» SUPPLIED DATA
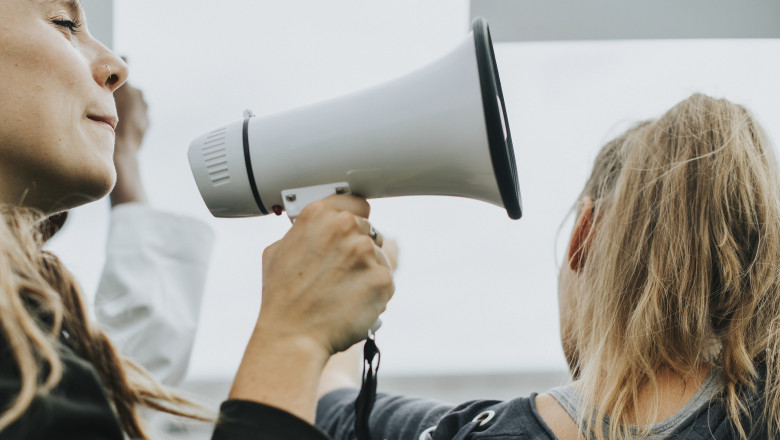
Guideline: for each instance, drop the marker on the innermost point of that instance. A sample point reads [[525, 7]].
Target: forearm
[[283, 374], [342, 370]]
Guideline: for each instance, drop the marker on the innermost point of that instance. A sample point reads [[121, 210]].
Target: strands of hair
[[39, 298], [687, 251]]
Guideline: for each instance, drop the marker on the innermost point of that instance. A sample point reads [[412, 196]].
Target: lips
[[110, 120]]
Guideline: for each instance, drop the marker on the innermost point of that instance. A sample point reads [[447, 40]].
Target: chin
[[74, 193]]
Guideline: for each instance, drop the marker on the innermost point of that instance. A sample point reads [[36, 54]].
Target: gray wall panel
[[545, 20], [100, 18]]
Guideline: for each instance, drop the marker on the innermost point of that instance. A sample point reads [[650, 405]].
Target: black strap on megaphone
[[367, 396]]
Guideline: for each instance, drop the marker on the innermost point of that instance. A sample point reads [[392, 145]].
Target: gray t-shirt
[[410, 418], [571, 400]]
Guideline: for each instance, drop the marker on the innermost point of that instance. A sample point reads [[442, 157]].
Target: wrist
[[282, 371]]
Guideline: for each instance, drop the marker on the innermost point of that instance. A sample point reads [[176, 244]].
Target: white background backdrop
[[476, 292]]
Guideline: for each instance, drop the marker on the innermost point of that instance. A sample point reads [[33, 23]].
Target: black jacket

» WORK TO BE COMPLETED
Every line of the listing above is to be retyped exactly, but the pictures are to be dropped.

» PROBLEM SOLUTION
Guideline: for each instance, drop the marker on the innermost point of that instance. A sample point reads [[525, 7]].
Target: forearm
[[283, 374], [342, 370]]
Guideline: for each instance, drop the marker on the innermost point of that instance. A sample point reads [[121, 210]].
Target: strands of hair
[[39, 298], [687, 251]]
Guideline: for each instance, drop the marker on the innermost point of that instance. A sample point reads [[412, 196]].
Target: lips
[[110, 120]]
Guideline: for each instance, drop the marker on the innermost point of that instance. A sample point reads [[447, 40]].
Target: chin
[[74, 193]]
Guideline: for each instance, drop the marker on the innermost point of that instance. A sample point reads [[36, 54]].
Target: gray wall panel
[[545, 20], [100, 18]]
Guideline: for each instance, drop the marker on the innermost point of that instance. A sample point reads [[650, 405]].
Target: black strap on megaphone
[[367, 396]]
Guideline: for each instance, drop the marker on the innermost point of that instance. A sample point reads [[392, 145]].
Target: gray t-shirt
[[410, 418], [571, 400]]
Guideline: for each instance, drop the marker on the innermost point of that instance. A sample point reads [[442, 157]].
Target: wrist
[[282, 371]]
Guideline: for each instance, drop the marker on the innermost point of that instance. A sample point reads [[176, 244]].
Target: white background backdrop
[[476, 292]]
Guideline: for each instance, drop the marker on the innermost point of that instance. A sample point reads [[33, 23]].
Target: black jacket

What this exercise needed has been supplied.